Indiquez, s'il vous plaît, la part des dépenses publiques indiennes que coûtait la santé selon l'extrait sur l'Inde face à la pandémie.

══ Extrait ══

Lutter contre la pandémie : quels moyens intérieurs ?

L’Inde va avoir besoin d’argent. Son taux de croissance s’est effondré en 2019, passant de 8 à 4.7% de croissance. Les réserves bancaires sont faibles. La banque publique State Bank of India s’est précipitée, le 8 mars, pour acheter 49% des actions de la première banque en ligne indienne, la Yes Bank, après avoir dû, l’an dernier, renflouer le premier financier des infrastructures de transport, IL&FS. Paradoxalement, cette faiblesse financière n’altère pas l’image de Narandra Modi. En 2019, le même Christophe Jaffrelot publiait un portrait de L’Inde de Modi, sous-titrée National-populisme et démocratie ethnique (Fayard, 2019). Il y brosse un portrait de ce chantre d’une « hindouisation aux multiples facettes », partisan d’une idéologie nationaliste fondée sur l’appartenance à la culture hindoue et agressive vis-à-vis des minorités chrétienne et musulmane, s’appuyant sur des milices populaires et prompte à considérer toute opposition politique comme une atteinte à l’identité hindoue. Mais comment peuvent réagir ses partisans ? L’inflation est passée de 2% à 7% en 2019, les prix des denrées alimentaires a augmenté et la baisse de la consommation des ménages a atteint jusqu’à 8.8% dans les campagnes. La paupérisation est en marche dans les espaces ruraux, qui dépendent d’autant des renvois financiers de ceux partis trouver de quoi survivre dans les villes. Le confinement est pour ces ruraux une catastrophe. Ils formaient en 2018 les deux tiers de la population indienne. L’État collecte mal les impôts, les collectivités locales et régionales croulent sous les dépenses : l’Inde est le pays des BRICS dont les collectivités sont les plus endettées. Pas le moment de dépenser dans la santé, qui ne coûtait déjà que 3.7% des dépenses publiques indiennes.

═══
══ Les données ══

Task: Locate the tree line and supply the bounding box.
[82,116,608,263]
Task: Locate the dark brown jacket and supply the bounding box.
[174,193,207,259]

═══

- Réponse
La santé ne coûtait que 3.7% des dépenses publiques indiennes.